De grands groupes comme Renault, Airbus, Air France, Bridgestone ont déjà annoncé des fermetures de sites et des licenciements sans compter tous les contrats à durée déterminée (CDD), les intérimaires et les saisonniers qui ont déjà subi de plein fouet les conséquences terribles de la pandémie.
Pour tenter de limiter l'hémorragie, le gouvernement veut pérenniser les mesures de chômage partiel en proposant un dispositif double pour donner "une meilleure visibilité aux salariés et aux employeurs" :
- un dispositif d'activité partielle de droit commun (APDC). Il vise à répondre à des besoins ponctuels et doit permettre de protéger les emplois, en particulier ceux qui sont proches du SMIC, pour les entreprises ayant connu une baisse de l'activité limitée.
- un dispositif d'activité partielle de longue durée (APLD) "pour accompagner les entreprises subissant un choc durable mais avec la perspective de reprise d'une activité à moyen terme".
Le chiffrage de ces mesures est estimé à 6,6 milliards d'euros en 2021 et assuré à 67% par l'État (4,4 milliards d'euros) et à 33% par l'Unédic (2,2 milliards d'euros).
Pour l'organisme paritaire en charge du financement de l'assurance-chômage, les perspectives budgétaires s'annoncent très tendues après une année 2020 dans le rouge. La mise en œuvre massive du chômage partiel, qui a servi d'amortisseur pendant les semaines de confinement et au moment de la reprise, a plombé les comptes de l'Unédic. La montée du taux de chômage dans les mois à venir devrait encore alourdir la facture.
Dans ses perspectives, Bruno Le Maire a expliqué que "l'objectif du plan de relance et ce budget est de créer jusqu'à 240.000 emplois d'ici 2022, créer 4 points de PIB et de retrouver le niveau d'activité d'avant la crise d'ici 2022". Rien que pour 2020, plus d'un million d'emplois pourraient être détruits selon des estimations de la Banque de France.
Un rebond de 8% anticipé l'année prochaine
U,V,W, K, en aile d'oiseau... le profil de la reprise demeure à ce stade complexe à établir. La mise sous cloche de l'économie a complétement déboussolé les repères des économistes et bousculé leur modèle de prévision.
De son côté, le gouvernement table sur une récession de l'ordre de 10% cette année avant un rebond de 8% en 2021. Bruno Le Maire a assuré que "le scénario sur lequel repose le projet de loi de finances demeure toutefois prudent pour 2020, afin de tenir compte des incertitudes inhérentes à l'évolution de l'épidémie". En outre, la vitesse de reprise de l'activité va dépendre en grande partie de l'évolution de la crise sanitaire et des avancées de la recherche pour trouver un vaccin.
* * * * * * *
▶ _Consigne A_
Recopiez mot pour mot le passage de l'article sur le chômage partiel qui commence aux mots « Un rebond de 8% anticipé » et s'arrête après « trouver un vaccin. ».
▶ _Consigne B_
D'après l'article sur le chômage partiel, quelle part du coût des mesures prévues pour 2021 l'État doit-il assurer ?
* * * * * * *
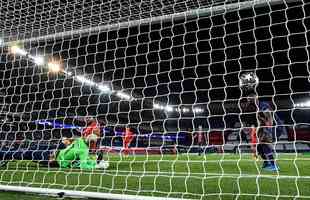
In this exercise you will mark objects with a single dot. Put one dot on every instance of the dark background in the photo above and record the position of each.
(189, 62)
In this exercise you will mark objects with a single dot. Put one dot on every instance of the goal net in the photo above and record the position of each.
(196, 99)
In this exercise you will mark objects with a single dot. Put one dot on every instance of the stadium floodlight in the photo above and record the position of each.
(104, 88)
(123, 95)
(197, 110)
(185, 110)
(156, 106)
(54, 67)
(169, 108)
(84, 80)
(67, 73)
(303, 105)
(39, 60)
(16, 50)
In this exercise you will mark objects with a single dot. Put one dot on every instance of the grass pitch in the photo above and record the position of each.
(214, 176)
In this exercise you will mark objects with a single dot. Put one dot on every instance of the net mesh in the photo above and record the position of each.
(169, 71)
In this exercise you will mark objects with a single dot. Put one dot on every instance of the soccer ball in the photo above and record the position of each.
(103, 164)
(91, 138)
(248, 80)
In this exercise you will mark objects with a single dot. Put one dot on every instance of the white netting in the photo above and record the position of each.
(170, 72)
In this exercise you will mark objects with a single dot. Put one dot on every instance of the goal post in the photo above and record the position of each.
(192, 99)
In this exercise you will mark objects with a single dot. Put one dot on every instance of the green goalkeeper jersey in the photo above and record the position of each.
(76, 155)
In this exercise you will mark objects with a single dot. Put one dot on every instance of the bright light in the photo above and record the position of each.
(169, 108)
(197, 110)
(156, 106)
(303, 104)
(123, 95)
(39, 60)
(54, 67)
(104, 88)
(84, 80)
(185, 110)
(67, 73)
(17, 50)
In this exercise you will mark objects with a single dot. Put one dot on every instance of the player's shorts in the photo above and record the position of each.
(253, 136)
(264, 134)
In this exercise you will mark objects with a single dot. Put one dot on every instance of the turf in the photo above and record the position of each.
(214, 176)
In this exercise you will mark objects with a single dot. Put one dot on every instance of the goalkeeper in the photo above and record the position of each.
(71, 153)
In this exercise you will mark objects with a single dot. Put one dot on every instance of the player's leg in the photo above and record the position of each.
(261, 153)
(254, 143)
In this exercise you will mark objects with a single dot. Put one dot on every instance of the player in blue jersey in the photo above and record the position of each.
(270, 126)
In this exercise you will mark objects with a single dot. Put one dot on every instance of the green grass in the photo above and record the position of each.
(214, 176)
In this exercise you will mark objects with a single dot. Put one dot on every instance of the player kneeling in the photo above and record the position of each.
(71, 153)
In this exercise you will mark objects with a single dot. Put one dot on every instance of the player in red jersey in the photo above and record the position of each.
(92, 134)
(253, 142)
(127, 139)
* * * * * * *
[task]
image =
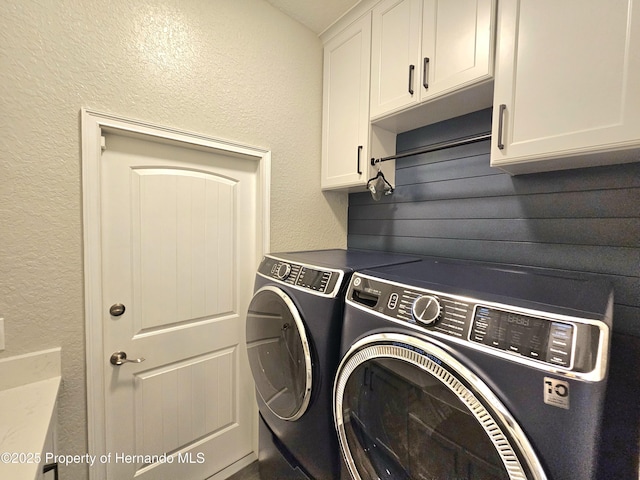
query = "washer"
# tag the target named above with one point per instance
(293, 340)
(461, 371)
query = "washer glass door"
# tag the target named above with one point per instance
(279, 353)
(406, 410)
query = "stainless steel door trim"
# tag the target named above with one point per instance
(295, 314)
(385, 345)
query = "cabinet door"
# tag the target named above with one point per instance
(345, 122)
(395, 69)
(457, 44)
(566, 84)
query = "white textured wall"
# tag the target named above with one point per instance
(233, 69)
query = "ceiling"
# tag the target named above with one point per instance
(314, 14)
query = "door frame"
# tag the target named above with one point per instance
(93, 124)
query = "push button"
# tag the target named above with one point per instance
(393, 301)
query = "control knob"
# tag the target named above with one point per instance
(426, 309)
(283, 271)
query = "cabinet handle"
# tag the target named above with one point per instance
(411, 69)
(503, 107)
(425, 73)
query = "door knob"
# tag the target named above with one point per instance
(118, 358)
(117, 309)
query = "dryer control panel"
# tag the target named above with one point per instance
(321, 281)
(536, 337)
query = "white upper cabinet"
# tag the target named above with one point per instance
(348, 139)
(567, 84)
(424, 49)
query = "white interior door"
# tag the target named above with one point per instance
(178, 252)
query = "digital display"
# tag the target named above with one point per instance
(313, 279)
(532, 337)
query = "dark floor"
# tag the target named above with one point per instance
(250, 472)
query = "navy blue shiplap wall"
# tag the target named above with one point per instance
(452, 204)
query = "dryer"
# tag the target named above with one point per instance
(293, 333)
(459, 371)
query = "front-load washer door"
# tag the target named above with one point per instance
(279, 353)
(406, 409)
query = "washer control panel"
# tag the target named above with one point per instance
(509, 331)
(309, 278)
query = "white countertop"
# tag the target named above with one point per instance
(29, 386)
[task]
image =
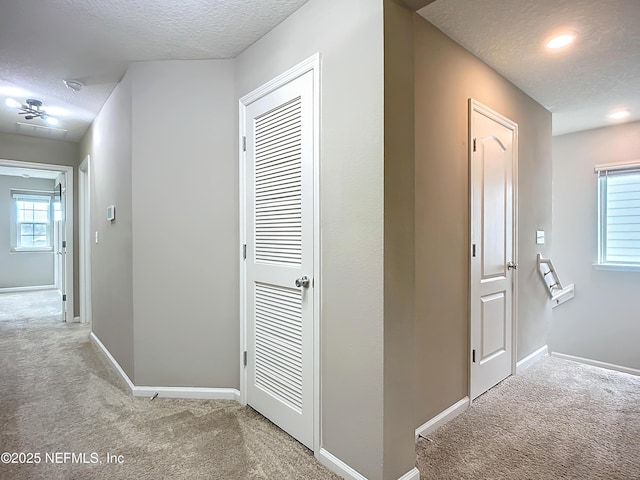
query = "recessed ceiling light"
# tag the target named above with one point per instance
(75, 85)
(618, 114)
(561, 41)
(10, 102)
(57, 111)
* * * * * * *
▶ _Réponse rédigée A_
Un rebond de 8% anticipé l'année prochaine
U,V,W, K, en aile d'oiseau... le profil de la reprise demeure à ce stade complexe à établir. La mise sous cloche de l'économie a complétement déboussolé les repères des économistes et bousculé leur modèle de prévision.
De son côté, le gouvernement table sur une récession de l'ordre de 10% cette année avant un rebond de 8% en 2021. Bruno Le Maire a assuré que "le scénario sur lequel repose le projet de loi de finances demeure toutefois prudent pour 2020, afin de tenir compte des incertitudes inhérentes à l'évolution de l'épidémie". En outre, la vitesse de reprise de l'activité va dépendre en grande partie de l'évolution de la crise sanitaire et des avancées de la recherche pour trouver un vaccin.

▶ _Réponse rédigée B_
L'État doit en assurer 67 %, soit 4,4 milliards d'euros.